Ю Тувим


Вы здесь: Авторские колонки FantLab > Авторская колонка «ФАНТОМ» > Ю.Тувим
Поиск статьи:
   расширенный поиск »

Ю.Тувим

Статья написана 13 августа 2010 г. 14:56
Материал А.М.Гелескула, опубликованный в журнале «Иностранная литература» 2007, №11.


Юлиан Тувим[1]



Любовь в дожде нараспашку



Стихи. Афоризмы свои, подслушанные и пересказанные



Ледяной январь памятного 1953 года стал для польской поэзии траурным. Умер Константы Галчинский. На его похоронах Юлиан Тувим жестоко простудился, и 27 января его не стало. Семидесятипятилетний патриарх польского стиха Леопольд Стафф, учитель и кумир юности Тувима, сказал об ушедшем: «У него было сто красок, сто струн… Мы ждали его десятки лет».



Ждали, правда, не все. Литературная судьба Тувима — это стойкая любовь одних и не менее стойкая ненависть других. Первая же публикация поэта вызвала обывательскую бурю и обвинение в подстрекательстве к босяцкому бунту. Через несколько лет стихотворение «К генералам» трактовалось уже как «измена родине». Националисты особенно напирали на еврейское происхождение Тувима и требовали вообще отлучить его от польской культуры. Что, впрочем, от них не зависело.



Но «сто струн» отнюдь не метафора. У Тувима было множество инструментов, и всеми владел он одинаково искусно. Один из лучших польских лириков, он был и трибуном, и сатириком, неутомимым участником журнала «Варшавский цирюльник», писал чудесные стихи для детей, песни для эстрадных театриков, тексты для кабаре (от остро злободневных до абсурдистских), и его остроумие не уступало его лирическому дару. Помимо того он был блестящим публицистом и даже кропотливым исследователем, правда, своеобразным. Тем не менее его труды — например, «Чары и черти Польши, антология чернокнижия» или «Польский словарь пьяниц» — высоко оценены специалистами (речь, разумеется, о филологах). Наконец, Тувим — один из лучших европейских переводчиков, редкого мастерства переводчик мировой поэзии, от Горация до Рембо, и прежде всего — русской, от «Слова о полку» до Пастернака. Он перевел «Горе от ума», «Кому на Руси жить хорошо», «Облако в штанах», инсценировал для театра гоголевскую «Шинель». Но вершина его — переводы стихов и поэм Пушкина, в том числе подлинный шедевр — перевод «Медного всадника». Любопытно, что Тувим и начинал как переводчик, тоже необычно, на свой неординарный лад. Его первыми литературными опытами были переводы стихов Словацкого и Стаффа на эсперанто.



Но прежде всего Юлиан Тувим — поэт, многозвучный и доныне, спустя полвека после его смерти, не отзвучавший. Если остановить, как нынче принято на варшавской улице прохожего, а тем более — девушку, и попросить прочесть на память какое-нибудь любимое стихотворение, вполне возможно, что это будет Тувим. При всей легкости и доступности поэт глубокий, отзывчивый и потому, вопреки своему жизнелюбивому духу, трагический. Он смягчал трагизм иронией, но время было слишком нешуточным, и чуткое сердце его не обманывало.

**Задание 1**
Ответьте по тексту о Тувиме на три вопроса:
(a) На чьих похоронах Тувим простудился?
(b) Какое стихотворение Тувима трактовалось как «измена родине»?
(c) На какой язык Тувим переводил стихи в своих первых литературных опытах?
**Задание 2**
Продолжите текст о Тувиме, начав сразу после его последнего предложения.

**Сохранённые данные**
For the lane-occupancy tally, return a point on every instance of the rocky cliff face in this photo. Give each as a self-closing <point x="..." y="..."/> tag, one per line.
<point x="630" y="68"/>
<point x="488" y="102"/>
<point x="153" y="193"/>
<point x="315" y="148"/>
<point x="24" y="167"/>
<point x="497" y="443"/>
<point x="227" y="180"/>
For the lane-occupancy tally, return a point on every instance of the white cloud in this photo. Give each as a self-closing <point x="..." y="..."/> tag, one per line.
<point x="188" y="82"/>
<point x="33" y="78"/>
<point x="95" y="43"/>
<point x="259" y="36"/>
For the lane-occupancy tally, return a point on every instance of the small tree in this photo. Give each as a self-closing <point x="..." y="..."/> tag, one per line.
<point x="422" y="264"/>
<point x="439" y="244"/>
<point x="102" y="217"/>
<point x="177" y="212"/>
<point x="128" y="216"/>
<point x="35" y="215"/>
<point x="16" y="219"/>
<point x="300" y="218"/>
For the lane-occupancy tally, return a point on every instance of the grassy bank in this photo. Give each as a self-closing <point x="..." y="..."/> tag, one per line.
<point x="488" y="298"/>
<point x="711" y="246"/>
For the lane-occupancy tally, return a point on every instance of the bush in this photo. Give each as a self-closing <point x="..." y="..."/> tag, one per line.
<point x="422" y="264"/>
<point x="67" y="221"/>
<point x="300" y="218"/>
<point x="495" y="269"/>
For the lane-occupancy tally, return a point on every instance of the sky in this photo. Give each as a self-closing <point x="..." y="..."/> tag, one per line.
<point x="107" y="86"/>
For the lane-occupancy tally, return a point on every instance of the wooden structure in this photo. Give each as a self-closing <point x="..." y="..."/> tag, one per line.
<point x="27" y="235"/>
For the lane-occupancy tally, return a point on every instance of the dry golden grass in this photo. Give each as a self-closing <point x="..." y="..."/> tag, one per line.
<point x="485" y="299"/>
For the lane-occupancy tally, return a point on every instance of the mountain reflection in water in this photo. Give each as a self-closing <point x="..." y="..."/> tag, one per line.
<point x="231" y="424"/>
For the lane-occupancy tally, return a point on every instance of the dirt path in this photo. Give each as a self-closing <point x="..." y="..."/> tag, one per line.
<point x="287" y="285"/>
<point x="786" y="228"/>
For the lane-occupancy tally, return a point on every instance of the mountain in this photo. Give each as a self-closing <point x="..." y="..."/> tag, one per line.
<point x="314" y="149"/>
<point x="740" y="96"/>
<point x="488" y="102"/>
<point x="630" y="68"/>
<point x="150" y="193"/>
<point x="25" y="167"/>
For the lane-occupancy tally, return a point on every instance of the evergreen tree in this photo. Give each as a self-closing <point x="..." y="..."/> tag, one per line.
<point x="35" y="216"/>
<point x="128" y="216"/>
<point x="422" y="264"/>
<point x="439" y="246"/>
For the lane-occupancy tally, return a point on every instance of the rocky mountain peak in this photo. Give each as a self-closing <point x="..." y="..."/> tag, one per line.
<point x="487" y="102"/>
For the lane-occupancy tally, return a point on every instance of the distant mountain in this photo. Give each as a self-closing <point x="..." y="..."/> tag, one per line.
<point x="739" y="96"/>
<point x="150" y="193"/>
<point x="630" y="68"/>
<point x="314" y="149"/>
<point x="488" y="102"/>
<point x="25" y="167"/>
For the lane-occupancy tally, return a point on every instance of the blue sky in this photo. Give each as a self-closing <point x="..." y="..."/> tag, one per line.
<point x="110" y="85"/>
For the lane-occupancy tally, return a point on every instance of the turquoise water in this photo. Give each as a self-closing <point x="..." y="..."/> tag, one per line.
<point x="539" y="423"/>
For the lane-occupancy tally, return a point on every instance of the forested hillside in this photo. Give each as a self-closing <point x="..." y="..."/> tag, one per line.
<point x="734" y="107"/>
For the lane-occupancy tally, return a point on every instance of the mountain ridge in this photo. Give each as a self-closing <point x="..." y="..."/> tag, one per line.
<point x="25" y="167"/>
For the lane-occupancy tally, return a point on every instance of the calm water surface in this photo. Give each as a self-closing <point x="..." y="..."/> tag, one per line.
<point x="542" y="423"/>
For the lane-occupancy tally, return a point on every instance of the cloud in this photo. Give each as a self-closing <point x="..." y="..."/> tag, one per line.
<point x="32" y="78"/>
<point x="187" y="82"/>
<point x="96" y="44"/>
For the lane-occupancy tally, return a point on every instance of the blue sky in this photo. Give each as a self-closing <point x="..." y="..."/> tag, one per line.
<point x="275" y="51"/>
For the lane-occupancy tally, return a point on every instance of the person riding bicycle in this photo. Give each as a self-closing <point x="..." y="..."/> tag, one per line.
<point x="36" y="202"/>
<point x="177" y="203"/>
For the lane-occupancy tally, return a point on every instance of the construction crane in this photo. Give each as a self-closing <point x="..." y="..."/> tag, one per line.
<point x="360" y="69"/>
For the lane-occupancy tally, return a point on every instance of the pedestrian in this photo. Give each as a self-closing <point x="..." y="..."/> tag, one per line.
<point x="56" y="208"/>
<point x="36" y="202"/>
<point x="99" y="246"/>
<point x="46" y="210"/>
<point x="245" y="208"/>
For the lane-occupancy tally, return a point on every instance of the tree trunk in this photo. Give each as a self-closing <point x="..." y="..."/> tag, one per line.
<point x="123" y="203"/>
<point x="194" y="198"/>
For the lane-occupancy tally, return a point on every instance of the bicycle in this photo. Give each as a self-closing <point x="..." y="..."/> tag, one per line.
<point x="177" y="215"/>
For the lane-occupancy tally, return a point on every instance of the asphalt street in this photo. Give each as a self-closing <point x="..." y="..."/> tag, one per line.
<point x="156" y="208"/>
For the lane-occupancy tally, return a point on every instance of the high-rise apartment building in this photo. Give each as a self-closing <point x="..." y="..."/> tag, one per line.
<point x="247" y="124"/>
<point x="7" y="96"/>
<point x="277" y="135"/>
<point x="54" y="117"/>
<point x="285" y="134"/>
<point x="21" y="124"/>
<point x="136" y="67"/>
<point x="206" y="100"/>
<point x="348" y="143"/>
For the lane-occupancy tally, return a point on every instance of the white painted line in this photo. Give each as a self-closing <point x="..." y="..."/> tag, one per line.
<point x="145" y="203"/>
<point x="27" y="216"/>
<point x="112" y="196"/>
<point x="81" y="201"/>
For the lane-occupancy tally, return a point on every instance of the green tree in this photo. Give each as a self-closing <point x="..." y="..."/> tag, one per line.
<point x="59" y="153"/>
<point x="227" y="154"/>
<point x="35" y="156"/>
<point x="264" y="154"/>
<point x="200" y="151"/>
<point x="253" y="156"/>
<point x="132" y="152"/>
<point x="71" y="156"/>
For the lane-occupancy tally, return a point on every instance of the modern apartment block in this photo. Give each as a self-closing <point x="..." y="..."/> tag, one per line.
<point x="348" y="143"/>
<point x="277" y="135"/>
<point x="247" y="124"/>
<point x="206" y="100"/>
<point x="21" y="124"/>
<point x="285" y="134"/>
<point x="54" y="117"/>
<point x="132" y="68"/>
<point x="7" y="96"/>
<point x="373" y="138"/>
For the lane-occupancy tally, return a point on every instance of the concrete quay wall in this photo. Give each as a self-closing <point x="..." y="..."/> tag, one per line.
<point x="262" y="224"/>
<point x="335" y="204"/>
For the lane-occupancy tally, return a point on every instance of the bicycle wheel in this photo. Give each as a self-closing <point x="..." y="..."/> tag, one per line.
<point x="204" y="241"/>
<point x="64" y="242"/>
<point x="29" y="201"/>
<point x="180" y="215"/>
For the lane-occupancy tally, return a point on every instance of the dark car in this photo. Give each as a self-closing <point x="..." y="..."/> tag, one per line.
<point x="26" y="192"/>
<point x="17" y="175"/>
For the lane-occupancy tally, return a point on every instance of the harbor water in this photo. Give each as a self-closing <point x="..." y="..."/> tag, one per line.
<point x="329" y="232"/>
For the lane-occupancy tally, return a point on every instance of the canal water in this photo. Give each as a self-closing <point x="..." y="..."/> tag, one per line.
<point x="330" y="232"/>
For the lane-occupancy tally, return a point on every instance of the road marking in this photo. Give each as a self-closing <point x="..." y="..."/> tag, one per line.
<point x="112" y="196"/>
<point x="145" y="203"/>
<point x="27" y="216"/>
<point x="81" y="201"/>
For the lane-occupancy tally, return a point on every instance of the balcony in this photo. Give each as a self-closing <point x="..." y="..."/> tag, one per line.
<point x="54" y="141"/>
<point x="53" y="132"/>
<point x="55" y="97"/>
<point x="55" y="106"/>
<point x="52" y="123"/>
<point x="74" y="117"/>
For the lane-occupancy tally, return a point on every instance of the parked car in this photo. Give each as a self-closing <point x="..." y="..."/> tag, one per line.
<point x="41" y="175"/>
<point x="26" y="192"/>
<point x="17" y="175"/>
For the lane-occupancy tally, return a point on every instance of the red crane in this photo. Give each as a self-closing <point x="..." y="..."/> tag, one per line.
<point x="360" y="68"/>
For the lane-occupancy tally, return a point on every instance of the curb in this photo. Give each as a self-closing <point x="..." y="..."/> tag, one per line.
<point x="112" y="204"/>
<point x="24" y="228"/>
* * *
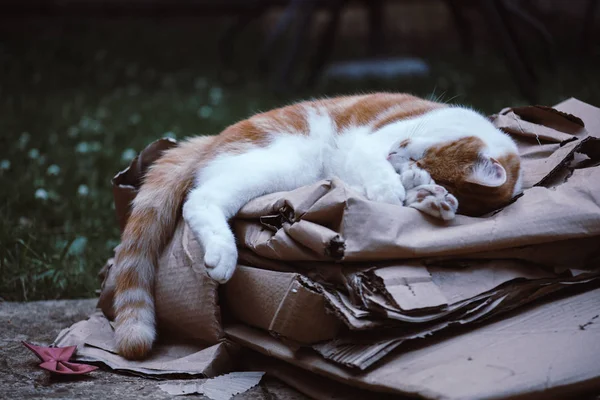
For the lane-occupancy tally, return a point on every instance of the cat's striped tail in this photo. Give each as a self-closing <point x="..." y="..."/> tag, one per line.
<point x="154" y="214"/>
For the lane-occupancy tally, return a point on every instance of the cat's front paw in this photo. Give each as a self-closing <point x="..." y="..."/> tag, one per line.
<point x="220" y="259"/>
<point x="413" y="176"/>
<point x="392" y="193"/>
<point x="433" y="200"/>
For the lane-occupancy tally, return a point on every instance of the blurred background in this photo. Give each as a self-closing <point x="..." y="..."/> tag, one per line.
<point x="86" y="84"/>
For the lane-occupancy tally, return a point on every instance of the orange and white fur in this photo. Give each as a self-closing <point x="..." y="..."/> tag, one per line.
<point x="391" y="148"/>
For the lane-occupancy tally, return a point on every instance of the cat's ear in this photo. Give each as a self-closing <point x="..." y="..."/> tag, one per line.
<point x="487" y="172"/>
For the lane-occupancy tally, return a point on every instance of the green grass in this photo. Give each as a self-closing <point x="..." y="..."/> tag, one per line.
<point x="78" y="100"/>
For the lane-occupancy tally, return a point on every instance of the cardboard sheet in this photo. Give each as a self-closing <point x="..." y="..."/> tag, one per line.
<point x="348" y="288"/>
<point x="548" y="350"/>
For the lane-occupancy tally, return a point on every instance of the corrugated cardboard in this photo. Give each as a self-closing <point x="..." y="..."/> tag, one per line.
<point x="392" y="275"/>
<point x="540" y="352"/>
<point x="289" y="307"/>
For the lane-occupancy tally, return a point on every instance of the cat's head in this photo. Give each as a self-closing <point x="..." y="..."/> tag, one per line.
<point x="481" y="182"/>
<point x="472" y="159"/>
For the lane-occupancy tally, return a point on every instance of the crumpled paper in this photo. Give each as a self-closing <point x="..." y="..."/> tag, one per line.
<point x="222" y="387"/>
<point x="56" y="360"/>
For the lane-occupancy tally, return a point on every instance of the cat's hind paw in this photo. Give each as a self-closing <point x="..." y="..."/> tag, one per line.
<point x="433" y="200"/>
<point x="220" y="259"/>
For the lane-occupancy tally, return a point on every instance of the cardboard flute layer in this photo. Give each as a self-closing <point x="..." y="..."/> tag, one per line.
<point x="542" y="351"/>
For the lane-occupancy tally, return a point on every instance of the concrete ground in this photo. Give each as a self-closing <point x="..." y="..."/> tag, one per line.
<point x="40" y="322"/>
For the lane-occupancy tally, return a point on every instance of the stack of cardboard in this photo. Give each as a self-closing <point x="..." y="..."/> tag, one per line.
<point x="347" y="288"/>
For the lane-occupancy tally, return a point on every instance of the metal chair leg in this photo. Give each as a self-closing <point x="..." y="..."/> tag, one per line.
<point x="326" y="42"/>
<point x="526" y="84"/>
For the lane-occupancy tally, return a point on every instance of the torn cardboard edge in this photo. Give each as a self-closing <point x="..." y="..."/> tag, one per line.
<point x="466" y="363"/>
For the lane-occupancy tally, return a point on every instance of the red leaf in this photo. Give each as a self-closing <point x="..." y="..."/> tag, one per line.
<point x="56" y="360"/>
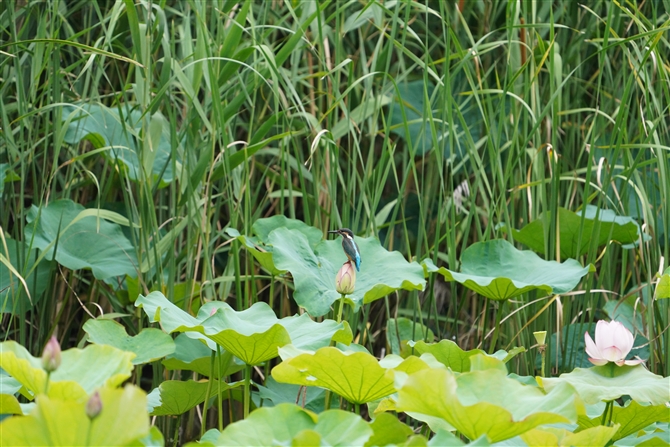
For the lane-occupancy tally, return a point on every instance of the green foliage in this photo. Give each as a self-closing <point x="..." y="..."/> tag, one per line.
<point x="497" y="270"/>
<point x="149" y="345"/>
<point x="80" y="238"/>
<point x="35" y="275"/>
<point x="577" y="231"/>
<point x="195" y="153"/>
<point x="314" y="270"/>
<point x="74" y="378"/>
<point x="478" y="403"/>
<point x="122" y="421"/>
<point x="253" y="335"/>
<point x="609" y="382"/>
--
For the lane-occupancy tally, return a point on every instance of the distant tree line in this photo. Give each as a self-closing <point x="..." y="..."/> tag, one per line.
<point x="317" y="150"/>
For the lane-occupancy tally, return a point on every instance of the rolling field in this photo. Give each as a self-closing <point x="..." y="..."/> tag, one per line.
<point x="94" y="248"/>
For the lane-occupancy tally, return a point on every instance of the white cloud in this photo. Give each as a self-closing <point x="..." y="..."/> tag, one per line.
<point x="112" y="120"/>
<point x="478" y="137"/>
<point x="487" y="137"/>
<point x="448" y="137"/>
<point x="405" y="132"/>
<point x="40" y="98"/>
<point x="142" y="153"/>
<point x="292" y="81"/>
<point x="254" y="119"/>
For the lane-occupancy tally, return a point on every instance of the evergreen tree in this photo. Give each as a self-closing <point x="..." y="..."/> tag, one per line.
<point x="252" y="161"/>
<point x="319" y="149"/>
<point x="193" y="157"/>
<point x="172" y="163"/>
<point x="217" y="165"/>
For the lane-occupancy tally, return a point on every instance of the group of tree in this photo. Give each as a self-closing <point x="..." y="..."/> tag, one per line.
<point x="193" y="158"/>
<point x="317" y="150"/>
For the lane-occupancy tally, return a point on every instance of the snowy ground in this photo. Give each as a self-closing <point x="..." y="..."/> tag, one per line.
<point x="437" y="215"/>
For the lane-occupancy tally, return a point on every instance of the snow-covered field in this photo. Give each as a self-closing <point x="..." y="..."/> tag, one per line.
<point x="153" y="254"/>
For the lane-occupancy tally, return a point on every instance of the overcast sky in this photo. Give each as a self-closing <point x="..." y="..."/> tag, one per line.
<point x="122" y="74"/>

**Ответ 1**
(a) На похоронах Константы Галчинского.
(b) Стихотворение «К генералам».
(c) На эсперанто.

**Ответ 2**
39-й год застал Тувима в Париже; дальше — семь лет эмиграции, бегство из оккупированной Франции, Бразилия, Штаты. Его старая мать осталась в Польше и погибла во время массовых казней польских евреев. В Америке Тувим начал и так и не успел завершить ностальгическую эпопею «Цветы Польши». И почти не писал стихов ни в эмиграции, ни по возвращении на родину. Как поэту ему был отведен недолгий срок — межвоенное двадцатилетие.



«Мне было двадцать лет, когда началась первая война, — писал Тувим, — и сорок пять, когда вспыхнула вторая. Молодость прошла в воспоминаниях о первой войне и предвидении второй; отзвуки первой бури и раскаты второй наполнили жизнь моего поколения тревогой, чувством неуверенности, ощущением, что все временно, преходяще, а ты сам повис в опасной пустоте. В земле еще лежали неразорвавшиеся снаряды 1914 — 1918 годов, а мы уже чуяли и ждали удары люфтваффе».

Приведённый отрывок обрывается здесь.